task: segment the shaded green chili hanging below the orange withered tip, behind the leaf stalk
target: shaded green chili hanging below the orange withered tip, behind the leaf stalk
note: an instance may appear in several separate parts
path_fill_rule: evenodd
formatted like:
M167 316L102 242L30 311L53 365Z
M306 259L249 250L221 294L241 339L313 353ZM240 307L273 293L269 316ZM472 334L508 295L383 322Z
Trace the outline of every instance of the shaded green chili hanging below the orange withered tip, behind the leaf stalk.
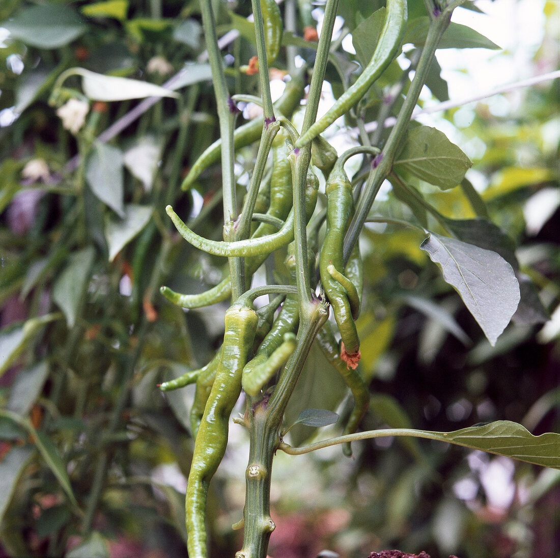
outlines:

*WORK TASK*. Extract, word for word, each line from the one that contains "M167 316L102 242L30 311L53 365Z" through the final line of the data above. Leave the pictures out.

*COMPLETED TASK*.
M167 316L102 242L30 311L53 365Z
M306 259L249 250L221 294L241 339L313 353ZM240 307L273 293L269 316ZM472 334L508 295L383 322Z
Trace the outline of every instance of the shaded green chili hanging below the orange withered tip, behind the leaf stalk.
outlines:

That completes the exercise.